§ DIRECTION: Turn the data below into a Markdown table with two columns, Row and Line, giving each non-blank line its own numbered row and skipping blank lines. Leave the pictures out of the table.
— start MATERIAL FOR THIS EXERCISE —
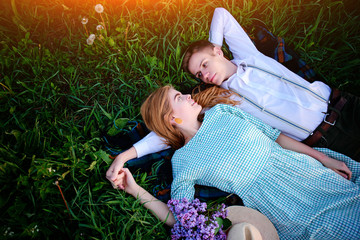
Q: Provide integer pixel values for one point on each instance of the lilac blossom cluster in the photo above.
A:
(195, 221)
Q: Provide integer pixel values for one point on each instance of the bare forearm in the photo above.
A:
(127, 155)
(159, 208)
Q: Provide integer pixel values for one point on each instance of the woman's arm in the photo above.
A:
(127, 183)
(117, 165)
(337, 166)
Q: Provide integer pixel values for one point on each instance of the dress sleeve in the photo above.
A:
(269, 131)
(224, 25)
(151, 143)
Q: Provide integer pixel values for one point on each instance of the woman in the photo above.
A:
(237, 153)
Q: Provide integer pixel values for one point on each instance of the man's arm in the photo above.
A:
(224, 25)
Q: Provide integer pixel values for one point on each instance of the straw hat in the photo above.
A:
(249, 224)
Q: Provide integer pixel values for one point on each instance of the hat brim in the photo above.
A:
(240, 214)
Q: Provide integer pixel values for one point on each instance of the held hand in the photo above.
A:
(113, 172)
(339, 167)
(126, 182)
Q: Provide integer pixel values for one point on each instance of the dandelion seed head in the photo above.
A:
(99, 8)
(84, 20)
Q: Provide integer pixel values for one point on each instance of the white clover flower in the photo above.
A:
(92, 36)
(90, 41)
(99, 8)
(84, 20)
(99, 27)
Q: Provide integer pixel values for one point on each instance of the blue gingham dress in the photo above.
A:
(237, 153)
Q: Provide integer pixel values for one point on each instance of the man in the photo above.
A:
(308, 112)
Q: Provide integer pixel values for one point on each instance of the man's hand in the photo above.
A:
(338, 167)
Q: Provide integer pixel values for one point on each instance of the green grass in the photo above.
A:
(57, 92)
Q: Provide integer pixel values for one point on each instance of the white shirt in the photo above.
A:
(298, 112)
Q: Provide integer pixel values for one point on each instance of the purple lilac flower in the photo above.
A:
(195, 221)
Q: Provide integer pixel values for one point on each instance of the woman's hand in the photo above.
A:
(112, 174)
(338, 167)
(125, 181)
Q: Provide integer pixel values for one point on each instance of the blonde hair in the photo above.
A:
(156, 111)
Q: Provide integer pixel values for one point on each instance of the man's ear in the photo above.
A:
(218, 51)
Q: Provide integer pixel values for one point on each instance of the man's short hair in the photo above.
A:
(194, 48)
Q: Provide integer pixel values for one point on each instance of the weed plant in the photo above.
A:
(57, 93)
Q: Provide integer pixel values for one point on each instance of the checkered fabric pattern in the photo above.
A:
(237, 153)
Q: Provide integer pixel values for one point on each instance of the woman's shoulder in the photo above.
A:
(223, 108)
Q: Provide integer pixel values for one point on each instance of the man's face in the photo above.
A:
(209, 65)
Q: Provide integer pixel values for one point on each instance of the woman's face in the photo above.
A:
(183, 106)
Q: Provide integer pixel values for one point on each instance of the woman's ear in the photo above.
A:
(175, 121)
(218, 51)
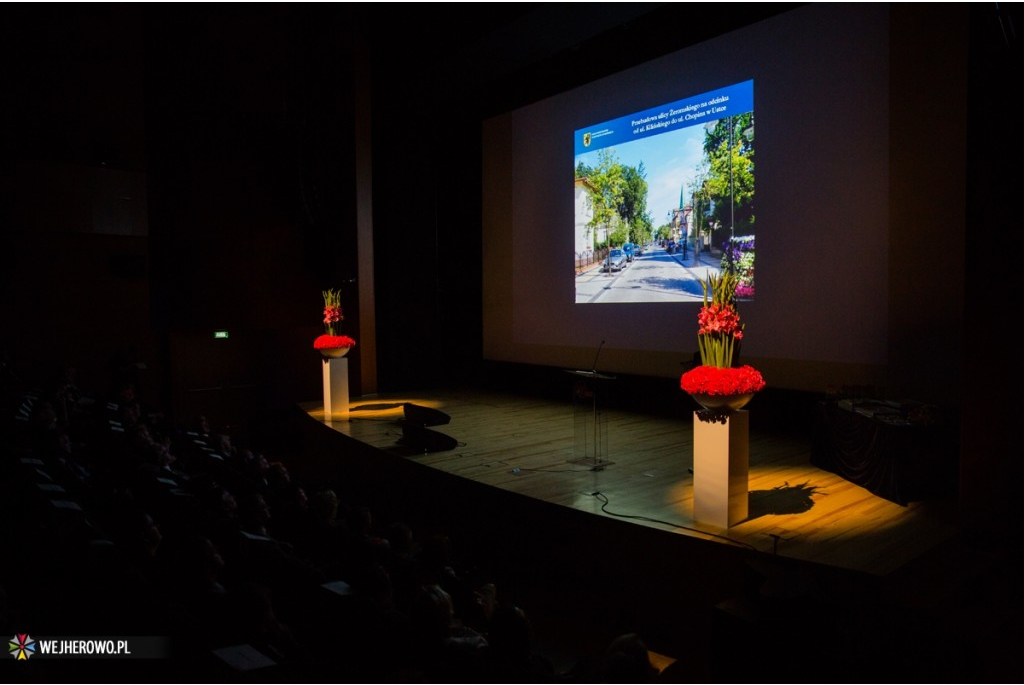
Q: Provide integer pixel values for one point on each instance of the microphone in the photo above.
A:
— end MATERIAL FOR THIS EXERCISE —
§ SOLUTION TO THE PROBLEM:
| Row | Line |
|---|---|
| 1 | Q: Provide integer pixel values for one point on each instance of the lilac blossom cluster in the photo above. |
| 2 | A: |
| 3 | (195, 221) |
| 4 | Q: Provide integer pixel values for one point on each instance of the bare forearm in the photo above. |
| 5 | A: |
| 6 | (127, 155) |
| 7 | (159, 208) |
| 8 | Q: Provide integer pixel values for one point on each instance of the woman's arm in the photo above. |
| 9 | A: |
| 10 | (127, 183) |
| 11 | (117, 165) |
| 12 | (337, 166) |
| 13 | Q: Provide integer pixel values for one point on each instance of the dress sleeve in the photo above. |
| 14 | A: |
| 15 | (269, 131) |
| 16 | (224, 25) |
| 17 | (151, 143) |
| 18 | Q: Provide integer pixel values for one point on each instance of the woman in the photo above. |
| 19 | A: |
| 20 | (237, 153) |
| 21 | Q: Provide integer pixel values for one point on each instance of the man's arm in the photo above. |
| 22 | A: |
| 23 | (224, 25) |
| 24 | Q: Provide integer pixel values for one point on each instance of the straw hat in the photo above. |
| 25 | A: |
| 26 | (249, 224) |
| 27 | Q: Provide integer pixel values for one point on each instance of the hat brim in the photo above. |
| 28 | A: |
| 29 | (240, 214) |
| 30 | Q: Provide integer pixel values for one point on each instance of the held hand in the photo above. |
| 31 | A: |
| 32 | (113, 172) |
| 33 | (339, 167) |
| 34 | (126, 182) |
| 35 | Q: Provide integer pixel values for one point on each instance of the dandelion seed head in the photo above. |
| 36 | A: |
| 37 | (99, 8) |
| 38 | (84, 20) |
| 39 | Q: Provide integer pixel values for one point on each instance of the white clover flower in the photo above. |
| 40 | A: |
| 41 | (92, 36) |
| 42 | (90, 41) |
| 43 | (99, 8) |
| 44 | (84, 20) |
| 45 | (99, 27) |
| 46 | Q: Provide integer pixel values for one point on each instance of the blue gingham dress in the photo above. |
| 47 | A: |
| 48 | (237, 153) |
| 49 | Q: Provide integer pixel values for one point on each instance of the man in the photo above. |
| 50 | A: |
| 51 | (308, 112) |
| 52 | Q: Provide integer pixel values for one point on each instance of the man's hand in the photo above. |
| 53 | A: |
| 54 | (338, 167) |
| 55 | Q: Provide integer pixel values for one point on each instance of the green grass in the photo above. |
| 56 | A: |
| 57 | (57, 92) |
| 58 | Q: Provide integer pixel values for one point on each instance of the white shirt in the photo above. |
| 59 | A: |
| 60 | (298, 112) |
| 61 | Q: Provide integer pixel values for one point on each instance of the purple lilac flower in the photo above. |
| 62 | A: |
| 63 | (195, 221) |
| 64 | Q: Provide integer pixel values for one point on each instance of the woman's hand in the photo above. |
| 65 | A: |
| 66 | (112, 174) |
| 67 | (338, 167) |
| 68 | (125, 181) |
| 69 | Q: Provide integer pixel values for one point on each instance of the blonde hair in the photo above. |
| 70 | A: |
| 71 | (156, 111) |
| 72 | Q: Provide integer pixel values for one point on each instance of the man's ear in the photo above. |
| 73 | A: |
| 74 | (218, 51) |
| 75 | Q: Provide integer pixel values for one point on each instance of the man's short hair in the photo above. |
| 76 | A: |
| 77 | (194, 48) |
| 78 | Q: Provide integer pixel values for one point on each instance of the weed plant in the photo above. |
| 79 | A: |
| 80 | (57, 93) |
| 81 | Q: Provide integer pixel values for one point on each instance of the checkered fabric pattern in the photo above. |
| 82 | A: |
| 83 | (237, 153) |
| 84 | Q: Provide integer pixel values for one point on each instance of the woman's shoulder in the photo above. |
| 85 | A: |
| 86 | (223, 108) |
| 87 | Q: Provide integer pixel values for one point on each instance of the man's face in the photo above. |
| 88 | A: |
| 89 | (209, 65) |
| 90 | Q: Provide integer pixel values for one point on each instance of the woman's face in the photo above. |
| 91 | A: |
| 92 | (183, 106) |
| 93 | Q: Provide integer pixel values for one point on each instance of the woman's ear in the photo above. |
| 94 | A: |
| 95 | (175, 121) |
| 96 | (218, 51) |
| 97 | Q: Provide integer pixel values for one point on each instance of the microphone in the photo above. |
| 98 | A: |